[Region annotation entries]
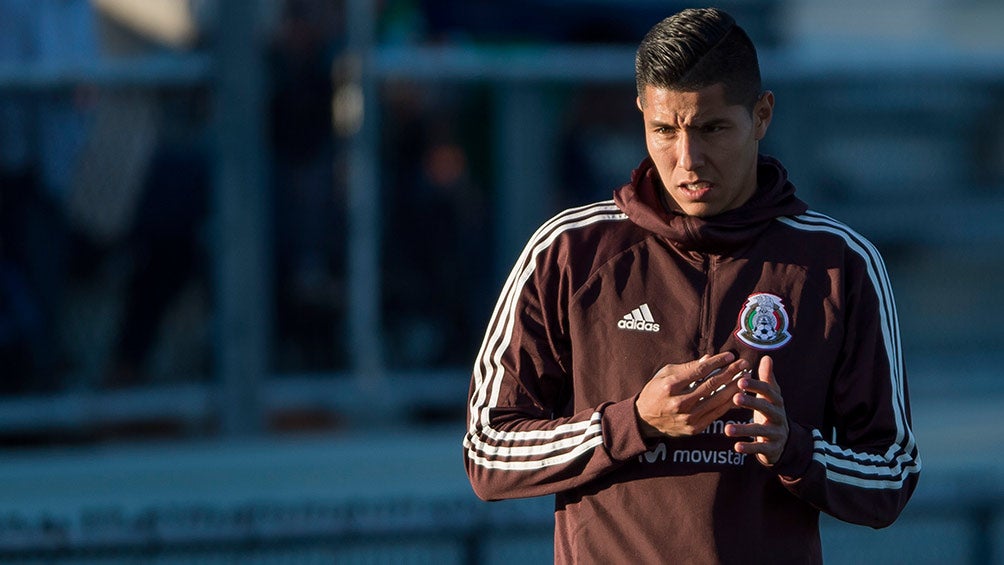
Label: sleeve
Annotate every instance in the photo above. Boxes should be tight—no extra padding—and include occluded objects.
[464,210,645,500]
[774,234,921,528]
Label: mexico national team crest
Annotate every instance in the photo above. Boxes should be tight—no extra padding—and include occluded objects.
[736,293,791,349]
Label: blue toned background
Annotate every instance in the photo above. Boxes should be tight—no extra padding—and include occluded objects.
[0,0,1004,564]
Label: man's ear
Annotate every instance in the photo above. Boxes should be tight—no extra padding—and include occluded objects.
[753,90,774,140]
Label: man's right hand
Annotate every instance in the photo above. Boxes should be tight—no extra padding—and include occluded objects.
[635,351,749,438]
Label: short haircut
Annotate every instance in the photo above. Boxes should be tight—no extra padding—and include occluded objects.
[635,8,761,111]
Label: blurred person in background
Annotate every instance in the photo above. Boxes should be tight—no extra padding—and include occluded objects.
[464,9,921,563]
[0,0,98,392]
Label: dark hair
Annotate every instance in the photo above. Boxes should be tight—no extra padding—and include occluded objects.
[635,8,761,110]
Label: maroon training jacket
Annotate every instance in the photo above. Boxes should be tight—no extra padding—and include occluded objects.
[464,157,921,563]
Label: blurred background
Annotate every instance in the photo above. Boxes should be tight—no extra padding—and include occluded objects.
[0,0,1004,564]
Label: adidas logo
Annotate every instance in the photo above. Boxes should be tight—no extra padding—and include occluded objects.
[617,304,659,331]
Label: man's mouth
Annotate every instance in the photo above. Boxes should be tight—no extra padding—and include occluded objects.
[677,181,714,199]
[680,181,711,193]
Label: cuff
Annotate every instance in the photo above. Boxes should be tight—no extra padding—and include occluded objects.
[773,419,813,479]
[600,396,649,461]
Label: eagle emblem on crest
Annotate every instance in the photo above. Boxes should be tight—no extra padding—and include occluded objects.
[736,293,791,349]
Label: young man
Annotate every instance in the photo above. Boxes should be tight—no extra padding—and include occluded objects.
[464,9,921,563]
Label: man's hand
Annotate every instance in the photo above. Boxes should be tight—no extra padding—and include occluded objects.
[635,352,749,438]
[725,356,788,466]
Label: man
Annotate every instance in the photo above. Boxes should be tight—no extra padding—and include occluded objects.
[464,5,921,563]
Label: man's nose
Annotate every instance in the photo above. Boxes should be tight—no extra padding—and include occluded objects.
[677,131,704,171]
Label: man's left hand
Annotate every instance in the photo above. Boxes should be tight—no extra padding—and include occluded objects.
[725,356,788,466]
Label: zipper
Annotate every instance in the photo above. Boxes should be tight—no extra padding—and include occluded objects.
[698,255,718,355]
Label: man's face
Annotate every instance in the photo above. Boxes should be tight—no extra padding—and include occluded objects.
[638,83,774,217]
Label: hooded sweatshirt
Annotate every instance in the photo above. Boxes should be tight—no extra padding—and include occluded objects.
[464,157,921,563]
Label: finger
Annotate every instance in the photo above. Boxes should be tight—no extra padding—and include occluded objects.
[756,355,777,386]
[699,367,751,399]
[732,442,781,465]
[725,423,784,441]
[667,351,735,394]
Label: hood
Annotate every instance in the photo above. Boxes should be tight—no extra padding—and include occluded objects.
[613,156,808,253]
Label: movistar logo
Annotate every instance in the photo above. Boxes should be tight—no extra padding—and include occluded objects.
[617,304,659,332]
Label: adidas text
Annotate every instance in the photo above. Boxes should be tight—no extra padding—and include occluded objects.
[617,304,659,331]
[617,320,659,331]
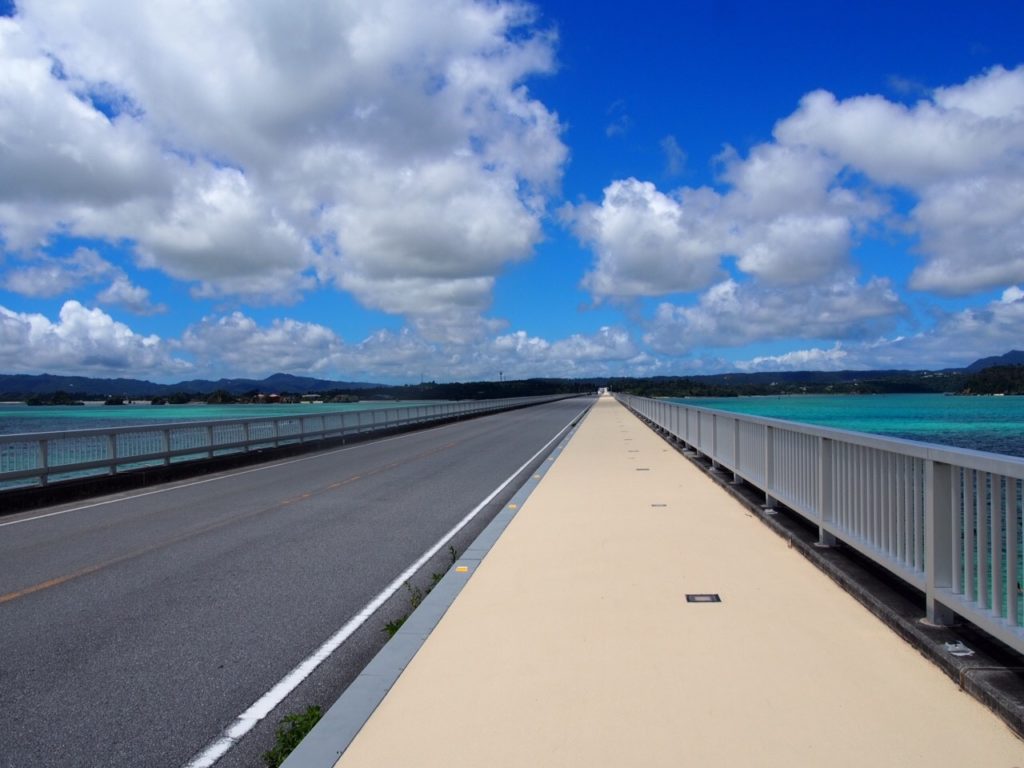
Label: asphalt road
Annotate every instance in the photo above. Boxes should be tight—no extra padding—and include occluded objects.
[0,399,590,768]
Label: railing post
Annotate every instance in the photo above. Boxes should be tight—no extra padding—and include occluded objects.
[732,419,742,485]
[39,439,50,485]
[818,437,836,547]
[925,460,953,625]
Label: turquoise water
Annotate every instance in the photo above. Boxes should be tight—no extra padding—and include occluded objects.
[0,401,436,434]
[673,394,1024,457]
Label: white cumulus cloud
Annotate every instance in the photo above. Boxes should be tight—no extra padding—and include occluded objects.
[0,0,566,327]
[644,278,903,354]
[0,301,190,379]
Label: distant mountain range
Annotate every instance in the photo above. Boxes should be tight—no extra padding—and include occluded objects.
[0,374,380,399]
[964,349,1024,374]
[0,349,1024,400]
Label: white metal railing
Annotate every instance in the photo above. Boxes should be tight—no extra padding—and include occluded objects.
[0,395,571,489]
[616,394,1024,652]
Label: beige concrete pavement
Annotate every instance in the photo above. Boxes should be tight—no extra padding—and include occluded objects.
[337,397,1024,768]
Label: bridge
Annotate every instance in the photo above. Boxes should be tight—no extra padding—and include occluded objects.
[0,397,1024,768]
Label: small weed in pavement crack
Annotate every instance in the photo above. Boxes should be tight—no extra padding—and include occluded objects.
[381,546,459,638]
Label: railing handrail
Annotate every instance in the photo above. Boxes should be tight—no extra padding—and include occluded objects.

• Work instructions
Render the lines of these records as a JSON list of strings, one string per line, omitting blank lines and leaving out the pictures.

• Answer to the task
[
  "Label: sleeve",
  "Annotate every instance in the photo above. Boxes should be tight—no extra padding—and include occluded objects.",
  "[464,210,645,500]",
  "[774,234,921,528]",
  "Label: mexico national team crest",
  "Annotate every instance in the photo above. Boxes should be tight—no extra padding—and include occluded objects.",
  "[736,293,791,349]",
  "Label: blue toned background",
  "Annotate every instance in the photo above. Boxes should be tight—no extra padding—and include occluded objects.",
  "[0,0,1004,564]",
  "Label: man's ear",
  "Annotate every instance in the photo above. Boxes should be tight—no extra padding—and include occluded objects.",
  "[753,90,774,140]",
  "Label: man's right hand",
  "Annotate every instance in the photo above. Boxes should be tight—no extra padding—and include occluded objects.",
  "[635,351,749,438]",
  "Label: short haircut",
  "Annotate every instance in the photo above. Boxes should be tight—no extra padding—and include occluded objects.",
  "[635,8,761,111]",
  "Label: blurred person in background",
  "Annotate every instance in the photo above. Boxes should be tight—no extra padding—and include occluded objects.",
  "[464,9,921,563]",
  "[0,0,98,392]",
  "Label: dark hair",
  "Annotate every instance in the photo above. Boxes should be tight—no extra padding—and include occluded objects.",
  "[635,8,761,110]",
  "Label: maroon training jacket",
  "Annotate every instance in the photo above. Boxes should be tight—no extra padding—and include occluded objects.",
  "[464,157,921,563]",
  "Label: blurred background",
  "Annotate every instance in the photo above. Boxes should be tight—no extra padding—and include occluded objects.",
  "[0,0,1004,564]",
  "Label: adidas logo",
  "Annotate every instance in the photo above. Boxes should be tight—no extra padding—and include occluded objects.",
  "[617,304,659,331]",
  "Label: man's mouth",
  "Annotate every instance in the photo above. Boxes should be tight—no extra padding—and include occluded objects.",
  "[677,181,714,199]",
  "[680,181,711,193]",
  "Label: cuff",
  "Annotate every instance in the photo above. Boxes should be tight—no extra padding—and include occluded objects.",
  "[773,419,813,479]",
  "[600,396,649,461]",
  "Label: eagle emblem on crest",
  "Annotate every instance in the photo above. Boxes should be tight—no extra padding—and include occluded objects.",
  "[736,293,791,349]",
  "Label: young man",
  "Annotate every instance in the photo above. Boxes should be tight—no extra padding—and include occluded objects.",
  "[464,9,921,563]",
  "Label: man's hand",
  "Annotate every instance in the photo above. Boxes should be tight—no extra padding—and include occluded objects.",
  "[635,352,749,438]",
  "[725,356,788,466]",
  "Label: man",
  "Annotate every instance in the photo above. Boxes should be tight—no extra padding—and include occluded objects.",
  "[464,5,921,563]",
  "Label: man's nose",
  "Annotate every instance in the photo above. Boxes should be tight—no extra padding—and include occluded objects.",
  "[677,131,704,171]",
  "Label: man's left hand",
  "Annotate every instance in the photo above. Boxes should be tight—no extra padding—and include occluded objects.",
  "[725,356,788,466]",
  "Label: zipper",
  "Annotate every instance in the photo above. Boxes should be tight—no extra padding—and include occluded objects.",
  "[698,255,718,355]",
  "Label: man's face",
  "Annotate every instance in the photo above. Boxes should be tight—no extra padding—and include occluded objects.",
  "[638,83,774,217]",
  "Label: hooded sweatshirt",
  "Annotate every instance in the photo above. Boxes should be tight—no extra padding—and include occluded objects.",
  "[464,157,921,563]",
  "Label: finger",
  "Annotate every instance in the photo above. Boxes should be tight—no extra padding—and include occluded objects.",
  "[756,355,777,386]",
  "[699,367,751,399]",
  "[732,442,781,465]",
  "[725,423,784,441]",
  "[667,351,735,394]",
  "Label: hood",
  "Annotate every instance in the photo above. Boxes should be tight—no extra padding—and include occluded objects.",
  "[613,156,808,253]",
  "Label: movistar logo",
  "Annotate every instance in the photo above. Boxes should be tight—no extra padding—and include occluded objects.",
  "[617,304,659,332]",
  "Label: adidas text",
  "Annotate every instance in the photo above. Boxes should be tight—no extra padding—and include occluded objects.",
  "[617,304,659,331]",
  "[617,320,659,331]",
  "Label: asphalt road",
  "Annotate every instance in the photo above. Boxes should be tight—no extra padding—and include occluded objects.",
  "[0,399,590,768]",
  "Label: railing post",
  "Annotate every instance in the photo above. Boxes should be tight—no extra padding—and include occluded objects.",
  "[732,419,742,485]",
  "[39,439,50,485]",
  "[818,437,836,547]",
  "[925,460,953,625]",
  "Label: turquoise water",
  "Annotate every instance in the photo above. Boxes should be tight—no extra padding—and include occluded objects.",
  "[0,401,436,434]",
  "[673,394,1024,457]",
  "Label: white cumulus cloud",
  "Annotate every instance in the photo above. Boxes should be tight—no extra padding—and include occluded objects.",
  "[0,0,566,327]",
  "[644,278,903,354]",
  "[0,301,190,379]",
  "Label: distant mountain range",
  "Annotate every instance in the photo above. Boxes should be tight—no extra padding—and include occluded objects.",
  "[0,374,380,399]",
  "[964,349,1024,374]",
  "[0,349,1024,400]",
  "Label: white metal railing",
  "Annotate every instance in the photo above. Boxes should be tight—no extra padding—and include occluded objects.",
  "[0,395,571,489]",
  "[616,394,1024,652]",
  "Label: beige concrete pavement",
  "Annotate every instance in the photo above. Boxes should be tight—no extra padding—and include occluded objects.",
  "[337,397,1024,768]",
  "Label: bridge",
  "Annotate every instance in the photo above. Boxes should be tight—no extra padding—and include occluded objects.",
  "[0,397,1024,768]",
  "Label: small weed in pavement crack",
  "Annotate every instance in the photo above. Boxes should be tight—no extra padding—and include occluded objects.",
  "[381,546,459,638]",
  "Label: railing handrail",
  "Annotate every instance in the photo above. Boxes should be tight—no extra padding—and include occluded objects."
]